- WHAT THIS TASK INVOLVES -
Transcribe every one of the entries below line for line, without altering a single word.

- EXERCISE MATERIAL -
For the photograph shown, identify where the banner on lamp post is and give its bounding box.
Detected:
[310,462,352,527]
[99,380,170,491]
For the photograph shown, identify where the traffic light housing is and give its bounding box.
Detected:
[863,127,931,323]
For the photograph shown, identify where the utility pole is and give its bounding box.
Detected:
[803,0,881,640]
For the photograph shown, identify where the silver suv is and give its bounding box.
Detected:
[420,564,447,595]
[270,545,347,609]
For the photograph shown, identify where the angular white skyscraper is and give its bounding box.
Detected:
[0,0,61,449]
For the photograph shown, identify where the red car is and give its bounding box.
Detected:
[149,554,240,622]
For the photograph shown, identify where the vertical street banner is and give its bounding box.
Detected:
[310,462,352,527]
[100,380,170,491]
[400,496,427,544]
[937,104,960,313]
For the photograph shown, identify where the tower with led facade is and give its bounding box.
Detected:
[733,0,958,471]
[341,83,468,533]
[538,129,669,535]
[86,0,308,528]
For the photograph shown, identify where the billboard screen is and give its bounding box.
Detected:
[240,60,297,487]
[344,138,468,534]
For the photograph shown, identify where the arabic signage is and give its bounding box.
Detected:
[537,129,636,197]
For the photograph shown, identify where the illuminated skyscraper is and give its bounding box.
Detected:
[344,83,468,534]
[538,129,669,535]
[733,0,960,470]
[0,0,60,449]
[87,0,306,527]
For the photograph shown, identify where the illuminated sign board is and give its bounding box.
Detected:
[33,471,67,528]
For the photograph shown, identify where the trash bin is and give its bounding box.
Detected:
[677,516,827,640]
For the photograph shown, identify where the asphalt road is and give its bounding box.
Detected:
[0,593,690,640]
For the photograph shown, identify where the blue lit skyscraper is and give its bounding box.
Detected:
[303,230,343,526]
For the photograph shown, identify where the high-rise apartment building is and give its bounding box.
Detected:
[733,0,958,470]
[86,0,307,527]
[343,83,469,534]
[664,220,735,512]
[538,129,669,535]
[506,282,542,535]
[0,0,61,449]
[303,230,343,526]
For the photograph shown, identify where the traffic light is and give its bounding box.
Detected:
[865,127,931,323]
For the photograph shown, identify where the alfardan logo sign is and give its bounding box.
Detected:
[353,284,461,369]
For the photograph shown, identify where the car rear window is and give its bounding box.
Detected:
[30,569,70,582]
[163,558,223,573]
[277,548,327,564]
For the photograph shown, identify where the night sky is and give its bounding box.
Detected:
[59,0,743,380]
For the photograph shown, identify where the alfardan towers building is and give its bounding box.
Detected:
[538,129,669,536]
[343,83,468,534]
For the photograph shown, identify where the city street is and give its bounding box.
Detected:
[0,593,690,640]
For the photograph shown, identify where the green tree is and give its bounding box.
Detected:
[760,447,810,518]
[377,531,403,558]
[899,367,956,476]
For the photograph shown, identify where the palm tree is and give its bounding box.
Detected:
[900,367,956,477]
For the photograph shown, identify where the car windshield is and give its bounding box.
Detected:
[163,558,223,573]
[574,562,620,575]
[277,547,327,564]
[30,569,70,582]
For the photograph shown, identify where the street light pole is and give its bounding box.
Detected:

- THE REPLY -
For the photograph shown, identify where the banner on lamp post is and give its bounding box.
Detected:
[310,462,352,527]
[99,380,170,491]
For the photograph shown, identify where the traffic light housing is and give its bounding box.
Detected:
[863,127,931,323]
For the photograph shown, identify where the utility pole is and give its bounding box.
Detected:
[803,0,881,640]
For the photograph shown, identify where the silver suv is and give its bounding box.
Detected:
[420,564,447,595]
[270,545,347,609]
For the photograph shown, identify where the angular white skyscraper is and give its bounding box.
Detected:
[0,0,61,449]
For the photograph shown, identify where the red car is and give its bounding box.
Detected:
[149,554,240,622]
For the photograph shown, identify where the vertical street banner is and give its bounding box.
Detected:
[310,462,352,527]
[100,380,170,491]
[400,496,427,544]
[937,104,960,313]
For the photograph shown, identify where the tower with led facade is and give its bounding box.
Detected:
[733,0,958,471]
[341,83,468,533]
[538,129,669,535]
[86,0,308,528]
For the photograph shown, identify where the billboard screen is and give its bounding box.
Detected:
[240,60,297,487]
[344,138,468,534]
For the photograph shown, identify where the arabic signage is and give its bounding box.
Detected:
[537,129,636,197]
For the photograph shown, identify where the illuminated skyscraper is and give its bounding box.
Detected:
[344,83,468,534]
[538,129,669,535]
[733,0,960,470]
[0,0,60,449]
[87,0,306,527]
For the photograph shown, identify where the illuminated sign board is and give its bounding box.
Detected:
[33,471,67,528]
For the photograph shown, identify where the trash bin is and give its bounding box.
Detected:
[677,516,827,640]
For the photograph shown, identify where the asphalt road is and give its bounding box.
Detected:
[0,593,690,640]
For the photograph shown, identify where the blue lit skyscraper is and give its bounding box.
Detected:
[303,230,343,526]
For the photograph shown, identify where the high-rise apartment building is and give its bounding box.
Detected:
[733,0,958,470]
[86,0,307,527]
[343,83,469,534]
[664,220,735,512]
[538,129,669,535]
[506,282,542,535]
[0,0,61,449]
[303,230,343,526]
For the photograph shown, identify where the traffic light is and give its bounding box.
Detected:
[865,127,931,323]
For the photograph shown, identify where the alfardan logo sign is and give its bounding box.
Detected:
[353,284,461,369]
For the photograph shown, identify where the car rear window is and give its bounding box.
Detected:
[30,569,70,582]
[163,558,223,573]
[277,548,327,564]
For the photograph shown, identify where the night sky is and give its bounding box.
Detected:
[59,0,743,380]
For the photograph shown, identify where the alfardan towers building is and give its bounding box.
Detected:
[538,129,669,536]
[343,83,468,534]
For the photograph shown, identify where the city street is and give its bounding box.
Detected:
[0,593,690,640]
For the photograph shown, identify where the green tree is and give its bounding box.
Detected:
[760,447,810,518]
[377,531,403,558]
[899,367,956,476]
For the photograph shown, identify where the palm tree is and give its bounding box.
Detected:
[900,367,956,477]
For the photograph shown, identify where the car windshield is and give its bounding box.
Detected:
[163,558,223,573]
[574,562,620,575]
[277,547,327,564]
[30,569,70,582]
For the photograph shown, identify where the street light pole is and give its bounding box.
Detected:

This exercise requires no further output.